■ **Passage**
-- BEGIN --
2 oz dry chickpea pasta

3 oz cooked chicken breast

1 oz sharp cheddar cheese

0.25 cup non-fat Greek yogurt

0.5 cup cauliflower florets

1 tbsp unsweetened almond milk

0.25 tsp garlic powder

0.25 tsp onion powder

0.13 tsp smoked paprika

0.25 tsp sea salt

0.25 tsp black pepper

PREPARATION

  • 1

    Preheat your oven to 375°F and lightly grease a small oven-safe baking dish.

  • 2

    Bring a pot of salted water to a boil and cook the chickpea pasta according to package directions, adding the cauliflower florets during the last 3 minutes of boiling.

  • 3

    Drain the pasta and cauliflower, reserving 2 tablespoons of the hot pasta water.

  • 4

    In a large mixing bowl, whisk together the Greek yogurt, almond milk, reserved pasta water, garlic powder, onion powder, sea salt, and black pepper until smooth.

  • 5

    Fold the cooked pasta, cauliflower, diced chicken breast, and half of the shredded cheddar cheese into the yogurt mixture until evenly coated.

  • 6

    Transfer the mixture into the prepared baking dish, spreading it out evenly.

  • 7

    Top with the remaining cheddar cheese and a sprinkle of smoked paprika.

  • 8

    Bake for 12-15 minutes until the cheese is melted and the edges are slightly golden and bubbly.
-- END --
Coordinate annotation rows
-- BEGIN --
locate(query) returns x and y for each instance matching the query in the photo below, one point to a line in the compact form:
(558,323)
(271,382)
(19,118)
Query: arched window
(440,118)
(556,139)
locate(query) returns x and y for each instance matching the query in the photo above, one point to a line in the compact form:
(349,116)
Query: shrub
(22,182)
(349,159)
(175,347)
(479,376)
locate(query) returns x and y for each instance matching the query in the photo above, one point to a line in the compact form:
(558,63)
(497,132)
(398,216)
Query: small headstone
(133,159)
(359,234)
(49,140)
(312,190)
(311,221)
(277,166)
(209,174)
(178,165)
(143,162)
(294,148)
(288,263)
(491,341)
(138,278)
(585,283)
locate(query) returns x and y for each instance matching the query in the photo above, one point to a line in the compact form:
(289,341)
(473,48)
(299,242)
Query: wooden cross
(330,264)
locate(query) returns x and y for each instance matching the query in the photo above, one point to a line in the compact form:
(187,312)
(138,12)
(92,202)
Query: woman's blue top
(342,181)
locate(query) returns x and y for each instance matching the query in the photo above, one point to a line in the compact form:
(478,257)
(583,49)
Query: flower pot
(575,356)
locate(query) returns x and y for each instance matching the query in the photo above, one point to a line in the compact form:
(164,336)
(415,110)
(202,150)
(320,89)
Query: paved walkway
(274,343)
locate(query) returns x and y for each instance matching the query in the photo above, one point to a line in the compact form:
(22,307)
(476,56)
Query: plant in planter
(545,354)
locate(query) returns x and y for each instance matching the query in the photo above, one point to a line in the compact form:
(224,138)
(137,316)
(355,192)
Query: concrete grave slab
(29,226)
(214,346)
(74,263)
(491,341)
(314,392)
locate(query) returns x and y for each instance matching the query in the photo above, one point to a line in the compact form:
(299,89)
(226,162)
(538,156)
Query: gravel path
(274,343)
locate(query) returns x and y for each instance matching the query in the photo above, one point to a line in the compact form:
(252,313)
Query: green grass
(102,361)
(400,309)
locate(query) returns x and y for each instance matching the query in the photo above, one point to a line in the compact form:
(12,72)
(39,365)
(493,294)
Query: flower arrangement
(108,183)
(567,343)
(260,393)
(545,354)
-- END --
■ **Set of tasks**
**1)** In the recipe, to what temperature is the oven preheated?
**2)** Reproduce the portion of the recipe starting at "Preheat your oven" and ending at "pepper until smooth.".
The rows are not required for this work.

■ **Outputs**
**1)** 375°F

**2)**
Preheat your oven to 375°F and lightly grease a small oven-safe baking dish.

  • 2

    Bring a pot of salted water to a boil and cook the chickpea pasta according to package directions, adding the cauliflower florets during the last 3 minutes of boiling.

  • 3

    Drain the pasta and cauliflower, reserving 2 tablespoons of the hot pasta water.

  • 4

    In a large mixing bowl, whisk together the Greek yogurt, almond milk, reserved pasta water, garlic powder, onion powder, sea salt, and black pepper until smooth.